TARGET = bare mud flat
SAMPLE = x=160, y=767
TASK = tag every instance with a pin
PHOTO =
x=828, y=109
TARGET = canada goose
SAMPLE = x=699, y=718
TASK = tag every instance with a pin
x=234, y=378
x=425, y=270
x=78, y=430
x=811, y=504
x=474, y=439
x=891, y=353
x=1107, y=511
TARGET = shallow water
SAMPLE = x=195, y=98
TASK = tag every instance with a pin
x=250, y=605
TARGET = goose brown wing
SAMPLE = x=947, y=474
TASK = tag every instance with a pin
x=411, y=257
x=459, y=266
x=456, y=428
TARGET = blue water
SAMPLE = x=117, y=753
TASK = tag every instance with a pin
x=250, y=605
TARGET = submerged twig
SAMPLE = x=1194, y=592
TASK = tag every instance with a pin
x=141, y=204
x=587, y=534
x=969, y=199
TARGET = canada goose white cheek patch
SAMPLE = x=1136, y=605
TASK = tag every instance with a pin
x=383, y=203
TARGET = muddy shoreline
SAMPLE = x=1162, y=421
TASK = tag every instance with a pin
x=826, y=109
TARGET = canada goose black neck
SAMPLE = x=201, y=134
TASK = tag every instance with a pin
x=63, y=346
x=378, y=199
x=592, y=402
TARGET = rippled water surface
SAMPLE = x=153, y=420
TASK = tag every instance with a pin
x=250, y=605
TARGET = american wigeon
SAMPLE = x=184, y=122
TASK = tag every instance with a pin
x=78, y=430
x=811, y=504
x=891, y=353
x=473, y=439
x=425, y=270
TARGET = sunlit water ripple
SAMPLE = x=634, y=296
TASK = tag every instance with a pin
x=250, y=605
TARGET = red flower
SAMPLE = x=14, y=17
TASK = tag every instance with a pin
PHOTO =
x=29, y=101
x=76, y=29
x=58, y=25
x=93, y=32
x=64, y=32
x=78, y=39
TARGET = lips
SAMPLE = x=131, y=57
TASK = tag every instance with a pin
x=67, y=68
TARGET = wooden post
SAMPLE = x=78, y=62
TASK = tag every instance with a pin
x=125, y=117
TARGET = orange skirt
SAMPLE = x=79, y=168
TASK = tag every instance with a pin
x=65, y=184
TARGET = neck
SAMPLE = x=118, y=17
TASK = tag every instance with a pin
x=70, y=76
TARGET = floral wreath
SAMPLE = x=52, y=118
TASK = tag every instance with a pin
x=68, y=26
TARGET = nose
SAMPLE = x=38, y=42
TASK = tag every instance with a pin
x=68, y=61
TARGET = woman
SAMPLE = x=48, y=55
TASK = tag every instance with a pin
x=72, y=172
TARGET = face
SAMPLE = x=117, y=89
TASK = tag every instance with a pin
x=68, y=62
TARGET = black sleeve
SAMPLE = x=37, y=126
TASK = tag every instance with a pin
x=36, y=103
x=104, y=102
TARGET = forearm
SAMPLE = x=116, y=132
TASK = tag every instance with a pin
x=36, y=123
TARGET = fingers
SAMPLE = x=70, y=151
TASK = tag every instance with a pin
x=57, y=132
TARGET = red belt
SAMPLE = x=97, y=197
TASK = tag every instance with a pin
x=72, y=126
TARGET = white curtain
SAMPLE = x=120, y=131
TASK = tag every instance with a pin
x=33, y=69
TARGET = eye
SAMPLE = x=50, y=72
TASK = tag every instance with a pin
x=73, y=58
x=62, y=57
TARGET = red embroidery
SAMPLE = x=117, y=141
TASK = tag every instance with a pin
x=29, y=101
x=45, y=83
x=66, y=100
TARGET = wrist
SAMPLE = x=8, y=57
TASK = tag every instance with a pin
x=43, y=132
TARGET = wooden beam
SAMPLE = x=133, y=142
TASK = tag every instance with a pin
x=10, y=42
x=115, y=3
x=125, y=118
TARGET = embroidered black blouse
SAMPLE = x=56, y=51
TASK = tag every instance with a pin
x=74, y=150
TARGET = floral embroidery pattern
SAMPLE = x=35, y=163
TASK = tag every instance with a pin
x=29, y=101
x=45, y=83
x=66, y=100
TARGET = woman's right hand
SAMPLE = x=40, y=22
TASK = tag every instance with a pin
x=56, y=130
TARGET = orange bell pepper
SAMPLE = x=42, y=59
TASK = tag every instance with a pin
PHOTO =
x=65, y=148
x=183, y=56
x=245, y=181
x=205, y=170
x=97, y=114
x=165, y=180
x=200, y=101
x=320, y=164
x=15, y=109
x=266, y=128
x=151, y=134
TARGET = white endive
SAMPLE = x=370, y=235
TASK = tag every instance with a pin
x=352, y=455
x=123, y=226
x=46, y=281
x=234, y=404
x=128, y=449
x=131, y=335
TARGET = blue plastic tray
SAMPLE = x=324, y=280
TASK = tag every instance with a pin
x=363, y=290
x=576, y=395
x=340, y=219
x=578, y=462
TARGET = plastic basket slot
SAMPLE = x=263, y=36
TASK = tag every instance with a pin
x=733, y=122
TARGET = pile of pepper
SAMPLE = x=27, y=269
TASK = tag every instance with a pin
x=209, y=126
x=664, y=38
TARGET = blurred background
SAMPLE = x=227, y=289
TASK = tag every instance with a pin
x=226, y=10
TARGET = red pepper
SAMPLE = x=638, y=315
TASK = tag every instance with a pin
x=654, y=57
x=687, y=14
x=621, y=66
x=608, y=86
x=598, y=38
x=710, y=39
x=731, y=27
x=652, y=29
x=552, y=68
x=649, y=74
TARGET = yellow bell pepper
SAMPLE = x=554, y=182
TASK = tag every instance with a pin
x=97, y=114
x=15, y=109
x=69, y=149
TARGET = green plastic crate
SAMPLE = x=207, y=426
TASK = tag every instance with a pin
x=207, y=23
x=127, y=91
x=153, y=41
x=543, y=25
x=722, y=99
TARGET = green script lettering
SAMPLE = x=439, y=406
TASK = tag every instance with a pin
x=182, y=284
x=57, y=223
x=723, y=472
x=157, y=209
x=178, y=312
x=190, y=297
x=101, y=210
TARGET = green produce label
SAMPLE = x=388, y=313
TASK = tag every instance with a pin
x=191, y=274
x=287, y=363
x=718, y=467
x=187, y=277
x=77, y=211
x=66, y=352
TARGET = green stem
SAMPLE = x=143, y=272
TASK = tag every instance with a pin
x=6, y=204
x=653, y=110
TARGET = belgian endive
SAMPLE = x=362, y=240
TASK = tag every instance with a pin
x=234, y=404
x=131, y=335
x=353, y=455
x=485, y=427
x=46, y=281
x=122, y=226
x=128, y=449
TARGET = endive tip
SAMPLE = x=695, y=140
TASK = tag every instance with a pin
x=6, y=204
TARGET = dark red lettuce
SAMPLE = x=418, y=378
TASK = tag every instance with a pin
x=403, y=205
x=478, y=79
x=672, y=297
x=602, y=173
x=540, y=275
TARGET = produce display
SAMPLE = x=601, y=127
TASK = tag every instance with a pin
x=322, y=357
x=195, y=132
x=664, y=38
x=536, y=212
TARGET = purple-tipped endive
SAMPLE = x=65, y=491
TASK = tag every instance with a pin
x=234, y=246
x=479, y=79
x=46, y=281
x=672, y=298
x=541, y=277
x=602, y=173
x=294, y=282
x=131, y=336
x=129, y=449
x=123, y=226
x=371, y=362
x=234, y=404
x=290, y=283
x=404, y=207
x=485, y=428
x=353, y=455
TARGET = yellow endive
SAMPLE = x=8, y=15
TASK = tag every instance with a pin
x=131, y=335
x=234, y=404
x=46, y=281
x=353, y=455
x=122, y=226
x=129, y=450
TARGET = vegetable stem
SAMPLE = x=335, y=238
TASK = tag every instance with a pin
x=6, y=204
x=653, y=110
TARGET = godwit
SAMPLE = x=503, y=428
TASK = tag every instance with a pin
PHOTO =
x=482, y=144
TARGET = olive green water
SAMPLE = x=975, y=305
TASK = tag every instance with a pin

Task statement: Go through the entries above, and wherever a line holds the word "neck", copy that line.

Result of the task:
TARGET = canada goose black neck
TARGET = neck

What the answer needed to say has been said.